§ Task statement
The first line of the data below and every line after it, through the one with "# put one pin on each instance of the roadway", must be transcribed without change.

─── Exercise inputs

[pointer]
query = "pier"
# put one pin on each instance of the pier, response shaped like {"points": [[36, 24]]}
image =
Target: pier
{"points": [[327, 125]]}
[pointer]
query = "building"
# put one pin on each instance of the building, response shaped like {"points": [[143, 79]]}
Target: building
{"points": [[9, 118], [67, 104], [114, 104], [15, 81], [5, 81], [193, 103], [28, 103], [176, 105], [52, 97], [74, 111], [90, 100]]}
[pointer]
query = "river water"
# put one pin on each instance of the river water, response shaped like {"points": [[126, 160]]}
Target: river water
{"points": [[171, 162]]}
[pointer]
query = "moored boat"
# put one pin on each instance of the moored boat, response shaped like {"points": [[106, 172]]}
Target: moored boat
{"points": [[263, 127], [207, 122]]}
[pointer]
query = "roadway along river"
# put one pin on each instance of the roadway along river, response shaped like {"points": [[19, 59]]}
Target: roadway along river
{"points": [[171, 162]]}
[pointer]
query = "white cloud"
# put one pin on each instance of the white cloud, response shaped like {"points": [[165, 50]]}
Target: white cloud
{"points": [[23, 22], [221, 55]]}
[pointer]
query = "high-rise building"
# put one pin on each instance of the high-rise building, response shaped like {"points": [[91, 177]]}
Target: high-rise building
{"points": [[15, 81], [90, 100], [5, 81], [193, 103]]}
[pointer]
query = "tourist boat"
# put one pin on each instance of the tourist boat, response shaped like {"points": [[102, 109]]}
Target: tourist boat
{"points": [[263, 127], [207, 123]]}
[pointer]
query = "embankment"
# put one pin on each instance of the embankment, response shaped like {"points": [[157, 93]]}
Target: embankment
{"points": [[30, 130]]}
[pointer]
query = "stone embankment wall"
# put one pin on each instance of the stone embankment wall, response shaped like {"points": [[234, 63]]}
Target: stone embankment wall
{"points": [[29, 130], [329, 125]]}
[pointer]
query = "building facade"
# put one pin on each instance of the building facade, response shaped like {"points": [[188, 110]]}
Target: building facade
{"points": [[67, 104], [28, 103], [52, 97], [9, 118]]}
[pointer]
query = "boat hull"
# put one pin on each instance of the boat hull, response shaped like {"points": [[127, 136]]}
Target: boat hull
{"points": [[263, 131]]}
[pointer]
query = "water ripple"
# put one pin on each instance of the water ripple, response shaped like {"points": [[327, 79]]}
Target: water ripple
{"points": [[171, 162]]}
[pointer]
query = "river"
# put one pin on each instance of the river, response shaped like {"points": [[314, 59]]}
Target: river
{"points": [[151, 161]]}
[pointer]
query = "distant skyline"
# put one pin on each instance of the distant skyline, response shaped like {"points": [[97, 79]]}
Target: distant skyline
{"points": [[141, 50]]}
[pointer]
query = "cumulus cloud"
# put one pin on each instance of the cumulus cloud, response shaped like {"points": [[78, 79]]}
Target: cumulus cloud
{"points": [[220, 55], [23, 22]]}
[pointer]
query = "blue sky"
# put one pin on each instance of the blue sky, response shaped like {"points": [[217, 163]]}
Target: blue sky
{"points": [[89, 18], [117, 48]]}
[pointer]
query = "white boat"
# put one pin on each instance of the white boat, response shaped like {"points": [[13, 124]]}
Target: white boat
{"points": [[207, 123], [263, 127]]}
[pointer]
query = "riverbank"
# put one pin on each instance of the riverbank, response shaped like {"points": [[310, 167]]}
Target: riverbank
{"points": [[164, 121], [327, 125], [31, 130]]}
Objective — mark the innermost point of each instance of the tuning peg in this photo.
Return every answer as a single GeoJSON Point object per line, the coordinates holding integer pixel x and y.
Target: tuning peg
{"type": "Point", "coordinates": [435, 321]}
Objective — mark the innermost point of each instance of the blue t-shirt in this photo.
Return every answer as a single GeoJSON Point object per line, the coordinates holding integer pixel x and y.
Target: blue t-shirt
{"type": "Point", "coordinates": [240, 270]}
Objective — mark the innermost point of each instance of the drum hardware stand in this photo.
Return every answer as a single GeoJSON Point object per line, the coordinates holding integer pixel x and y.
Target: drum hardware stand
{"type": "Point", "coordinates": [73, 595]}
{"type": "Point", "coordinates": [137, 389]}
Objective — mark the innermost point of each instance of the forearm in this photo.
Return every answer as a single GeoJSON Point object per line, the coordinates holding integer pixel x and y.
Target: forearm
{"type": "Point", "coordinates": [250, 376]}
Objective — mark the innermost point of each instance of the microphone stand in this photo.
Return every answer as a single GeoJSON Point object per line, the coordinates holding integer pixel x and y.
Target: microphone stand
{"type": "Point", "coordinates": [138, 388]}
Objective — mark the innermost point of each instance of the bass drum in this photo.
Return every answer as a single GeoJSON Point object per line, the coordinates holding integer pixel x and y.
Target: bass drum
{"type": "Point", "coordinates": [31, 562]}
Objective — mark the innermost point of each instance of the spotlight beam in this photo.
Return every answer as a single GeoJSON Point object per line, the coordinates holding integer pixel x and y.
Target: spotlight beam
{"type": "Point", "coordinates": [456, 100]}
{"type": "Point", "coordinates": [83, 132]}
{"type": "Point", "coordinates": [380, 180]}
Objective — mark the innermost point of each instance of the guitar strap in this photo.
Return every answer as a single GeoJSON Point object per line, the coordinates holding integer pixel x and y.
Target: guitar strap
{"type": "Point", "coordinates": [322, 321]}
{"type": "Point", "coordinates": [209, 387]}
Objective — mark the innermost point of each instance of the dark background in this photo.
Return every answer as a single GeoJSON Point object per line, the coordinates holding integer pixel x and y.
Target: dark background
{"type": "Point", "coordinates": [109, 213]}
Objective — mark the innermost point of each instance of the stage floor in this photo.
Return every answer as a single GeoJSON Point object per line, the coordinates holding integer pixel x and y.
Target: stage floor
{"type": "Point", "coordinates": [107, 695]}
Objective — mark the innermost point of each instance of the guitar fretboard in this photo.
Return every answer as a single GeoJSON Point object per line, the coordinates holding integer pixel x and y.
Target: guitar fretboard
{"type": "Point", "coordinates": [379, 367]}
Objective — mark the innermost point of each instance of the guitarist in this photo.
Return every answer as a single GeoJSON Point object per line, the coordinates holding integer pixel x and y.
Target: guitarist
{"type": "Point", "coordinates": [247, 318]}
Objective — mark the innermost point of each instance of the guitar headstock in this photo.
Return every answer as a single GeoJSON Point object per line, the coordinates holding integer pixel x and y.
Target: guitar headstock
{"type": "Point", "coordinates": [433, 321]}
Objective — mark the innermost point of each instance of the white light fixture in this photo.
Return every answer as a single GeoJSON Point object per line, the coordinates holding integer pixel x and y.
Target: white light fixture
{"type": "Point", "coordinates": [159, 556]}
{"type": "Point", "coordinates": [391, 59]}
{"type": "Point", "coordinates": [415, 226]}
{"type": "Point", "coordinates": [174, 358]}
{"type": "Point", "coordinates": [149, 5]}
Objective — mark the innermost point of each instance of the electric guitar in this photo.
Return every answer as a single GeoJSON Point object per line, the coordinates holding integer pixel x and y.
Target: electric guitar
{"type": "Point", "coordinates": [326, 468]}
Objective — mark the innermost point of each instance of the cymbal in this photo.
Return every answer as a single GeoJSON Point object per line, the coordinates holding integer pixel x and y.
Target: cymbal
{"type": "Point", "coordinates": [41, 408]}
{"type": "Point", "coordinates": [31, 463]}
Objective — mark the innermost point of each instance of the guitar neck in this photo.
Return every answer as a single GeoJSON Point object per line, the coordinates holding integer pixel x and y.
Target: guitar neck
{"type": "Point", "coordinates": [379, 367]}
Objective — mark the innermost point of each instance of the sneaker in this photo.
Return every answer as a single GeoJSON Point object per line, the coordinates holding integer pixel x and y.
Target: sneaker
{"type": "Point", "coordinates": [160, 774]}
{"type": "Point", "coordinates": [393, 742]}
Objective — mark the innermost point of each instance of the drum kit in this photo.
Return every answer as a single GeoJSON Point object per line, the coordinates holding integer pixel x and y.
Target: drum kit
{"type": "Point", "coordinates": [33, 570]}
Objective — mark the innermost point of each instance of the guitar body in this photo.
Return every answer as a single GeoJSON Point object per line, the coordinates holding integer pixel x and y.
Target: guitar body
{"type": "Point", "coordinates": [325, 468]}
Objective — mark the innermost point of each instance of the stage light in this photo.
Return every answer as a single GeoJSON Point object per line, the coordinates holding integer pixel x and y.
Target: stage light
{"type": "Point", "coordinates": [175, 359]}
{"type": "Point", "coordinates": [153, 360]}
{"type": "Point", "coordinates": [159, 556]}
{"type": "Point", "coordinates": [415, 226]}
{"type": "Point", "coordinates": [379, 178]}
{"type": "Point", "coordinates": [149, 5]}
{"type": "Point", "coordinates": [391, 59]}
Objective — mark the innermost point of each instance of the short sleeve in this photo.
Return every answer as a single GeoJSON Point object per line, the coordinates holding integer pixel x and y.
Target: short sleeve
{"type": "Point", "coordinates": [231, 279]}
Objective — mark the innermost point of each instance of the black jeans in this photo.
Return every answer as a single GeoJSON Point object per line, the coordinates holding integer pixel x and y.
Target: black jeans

──────

§ Task response
[pointer]
query = "pier"
# put one pin on each instance of the pier, response shaped like {"points": [[36, 24]]}
image =
Target: pier
{"points": [[327, 125]]}
[pointer]
query = "building"
# put one pin on each instance of the building, response shaped like {"points": [[143, 79]]}
Target: building
{"points": [[9, 118], [67, 104], [114, 104], [15, 81], [5, 81], [193, 103], [28, 103], [176, 105], [52, 97], [74, 111], [90, 100]]}
[pointer]
query = "river water"
# put one pin on each instance of the river water, response shaped like {"points": [[126, 160]]}
Target: river water
{"points": [[171, 162]]}
[pointer]
query = "moored boat"
# put one pin on each instance of the moored boat, response shaped like {"points": [[106, 172]]}
Target: moored boat
{"points": [[263, 127], [207, 122]]}
[pointer]
query = "roadway along river"
# put one pin on each instance of the roadway along river, response shaped like {"points": [[19, 59]]}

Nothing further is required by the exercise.